= PROBLEM DETAILS =
Print the listing below verbatim, from the first line to the last, and leave out the pictures.

= DATA FOR PROCESSING =
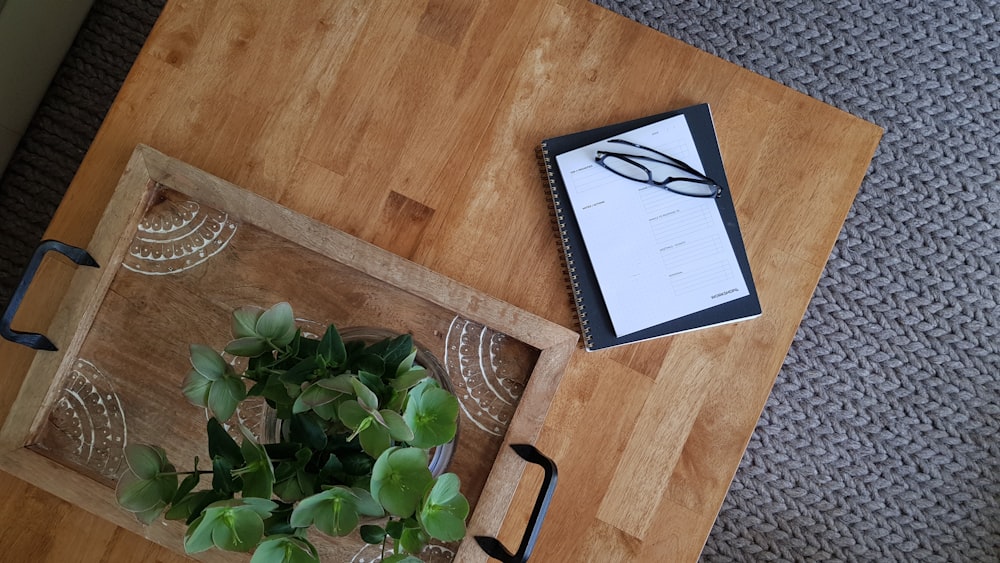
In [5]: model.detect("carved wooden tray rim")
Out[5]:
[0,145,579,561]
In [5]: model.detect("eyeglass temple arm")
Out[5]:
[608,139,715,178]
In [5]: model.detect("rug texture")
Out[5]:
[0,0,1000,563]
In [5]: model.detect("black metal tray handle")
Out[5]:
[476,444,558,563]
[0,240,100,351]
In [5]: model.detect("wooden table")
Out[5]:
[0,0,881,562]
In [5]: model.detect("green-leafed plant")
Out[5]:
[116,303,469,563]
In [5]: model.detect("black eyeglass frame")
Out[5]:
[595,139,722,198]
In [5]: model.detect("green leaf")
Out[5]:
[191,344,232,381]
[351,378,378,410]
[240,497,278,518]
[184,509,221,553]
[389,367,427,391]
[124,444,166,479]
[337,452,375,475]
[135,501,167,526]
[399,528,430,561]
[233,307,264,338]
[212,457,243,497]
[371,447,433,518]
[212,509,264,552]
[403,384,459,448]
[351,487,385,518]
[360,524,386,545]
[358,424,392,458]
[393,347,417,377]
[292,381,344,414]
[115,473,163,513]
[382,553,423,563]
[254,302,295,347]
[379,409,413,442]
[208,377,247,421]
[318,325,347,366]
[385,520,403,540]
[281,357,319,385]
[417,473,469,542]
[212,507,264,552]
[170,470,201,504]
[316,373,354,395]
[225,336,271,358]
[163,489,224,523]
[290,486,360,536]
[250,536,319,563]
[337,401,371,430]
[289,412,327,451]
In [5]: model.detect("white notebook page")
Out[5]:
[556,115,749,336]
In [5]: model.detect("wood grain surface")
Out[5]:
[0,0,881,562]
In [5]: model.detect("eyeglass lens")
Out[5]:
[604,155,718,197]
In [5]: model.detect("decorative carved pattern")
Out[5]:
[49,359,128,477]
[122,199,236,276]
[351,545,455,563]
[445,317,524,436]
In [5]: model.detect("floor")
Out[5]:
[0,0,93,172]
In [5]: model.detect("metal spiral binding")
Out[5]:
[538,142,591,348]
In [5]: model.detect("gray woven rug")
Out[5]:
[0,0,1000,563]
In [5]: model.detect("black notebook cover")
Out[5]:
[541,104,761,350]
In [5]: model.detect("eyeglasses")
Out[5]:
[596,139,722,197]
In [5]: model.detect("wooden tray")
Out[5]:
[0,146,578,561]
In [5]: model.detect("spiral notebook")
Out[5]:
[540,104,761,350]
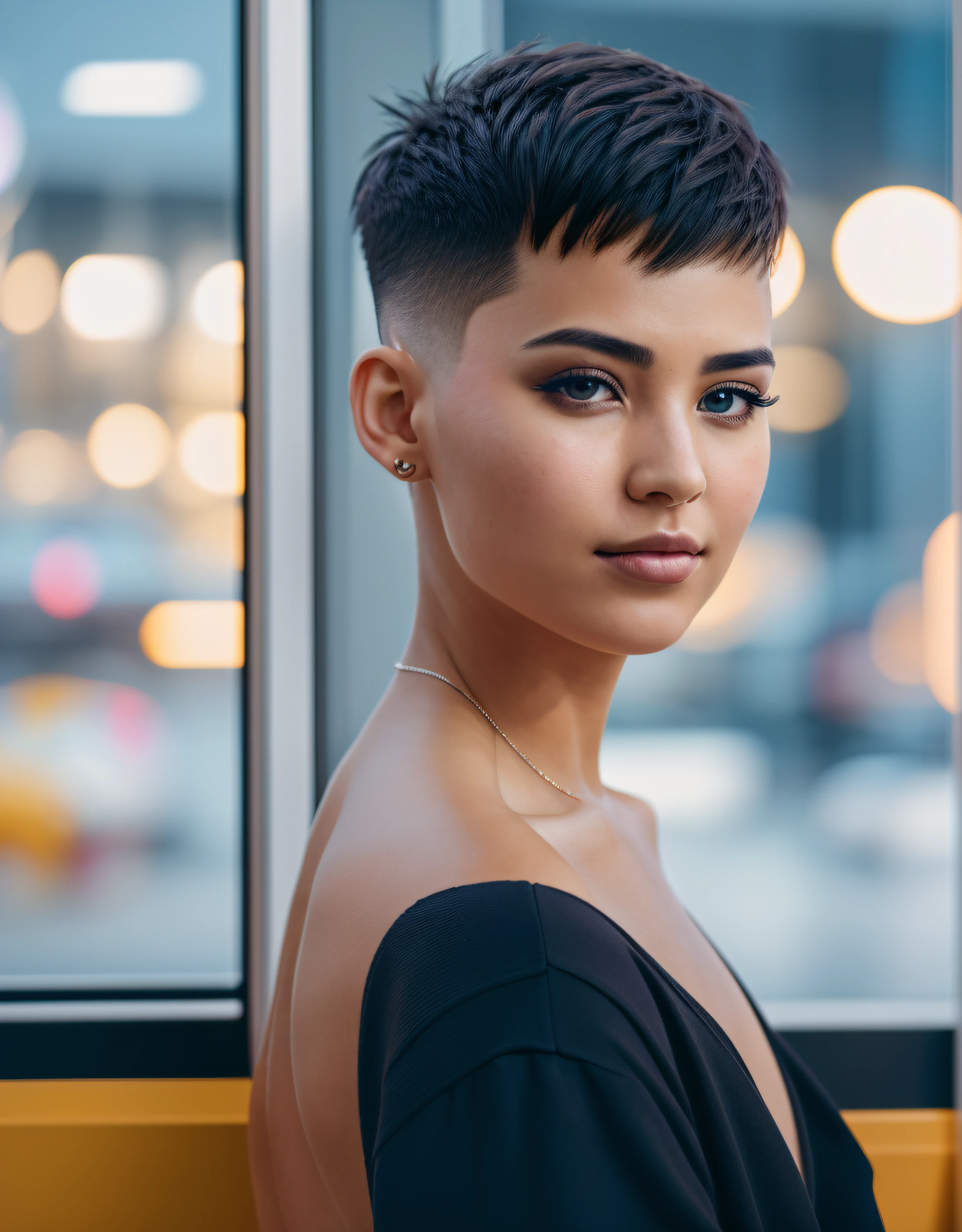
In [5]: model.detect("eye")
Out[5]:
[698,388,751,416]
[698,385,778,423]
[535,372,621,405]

= THE OUTPUT =
In [5]: model.detect("carved wooden tray rim")
Out[5]:
[0,145,579,561]
In [5]: model.detect("eyeglass temple arm")
Out[5]:
[608,139,715,178]
In [5]: model.detect("rug texture")
Out[5]:
[0,0,1000,563]
In [5]: model.detect("black metal tray handle")
Out[5]:
[476,444,558,563]
[0,240,100,351]
In [5]: model.detect("wooden table")
Out[5]:
[0,0,881,562]
In [5]: model.detect("green-leafed plant")
Out[5]:
[116,303,469,563]
In [5]: model.detect("black eyeglass frame")
Out[5]:
[595,139,722,198]
In [5]: model.detect("green leaf")
Out[5]:
[191,344,232,381]
[351,378,378,410]
[240,497,278,518]
[184,509,221,553]
[389,367,427,391]
[124,444,166,479]
[337,452,375,475]
[135,501,167,526]
[399,528,430,561]
[233,307,264,338]
[212,457,243,497]
[371,447,433,518]
[212,509,264,552]
[403,384,459,448]
[351,487,385,518]
[360,524,386,545]
[358,424,392,458]
[393,347,417,377]
[292,381,344,414]
[115,473,163,513]
[382,553,423,563]
[254,302,295,347]
[379,409,413,442]
[208,377,247,421]
[318,325,347,366]
[385,520,403,540]
[281,357,319,385]
[417,473,469,542]
[212,507,264,552]
[170,470,201,504]
[316,373,354,395]
[225,336,271,358]
[163,489,224,523]
[290,486,360,536]
[250,536,319,563]
[337,401,371,430]
[289,412,327,451]
In [5]: model.detect("white notebook page")
Out[5]:
[556,115,749,336]
In [5]: model.detect("wood grain surface")
Out[5]:
[0,0,881,562]
In [5]: model.detect("eyeglass lens")
Out[5]:
[604,155,718,197]
In [5]: model.detect("decorative carved pattern")
Out[5]:
[49,359,128,477]
[122,199,236,276]
[351,545,455,563]
[445,317,524,436]
In [5]: model.detect("floor")
Out[5]:
[0,0,93,172]
In [5]: model.detect("metal spiral binding")
Out[5]:
[538,142,591,348]
In [5]: model.detect("gray woven rug")
Out[5]:
[0,0,1000,563]
In [5]: model.detect("black notebook cover")
Out[5]:
[541,104,761,350]
In [5]: model.detect("eyeglasses")
Out[5]:
[596,139,722,197]
In [5]: model.detect("wooden tray")
Out[5]:
[0,146,578,561]
In [5]: model.detect("spiral notebook")
Out[5]:
[540,104,761,350]
In [5]: model.detect("eye")
Out[5]:
[698,388,751,416]
[698,385,778,423]
[535,372,621,405]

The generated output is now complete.